Your goal>
Reproduce each of the records below word for word.
▼
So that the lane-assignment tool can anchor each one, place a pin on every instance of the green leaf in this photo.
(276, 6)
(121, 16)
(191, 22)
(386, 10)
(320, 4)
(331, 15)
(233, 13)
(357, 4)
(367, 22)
▲
Output of the task>
So that the lane-assignment tool can anchor each one, place a pin on every instance of the green leaf in this photo.
(276, 6)
(121, 16)
(191, 22)
(386, 10)
(320, 4)
(331, 15)
(233, 13)
(357, 4)
(367, 22)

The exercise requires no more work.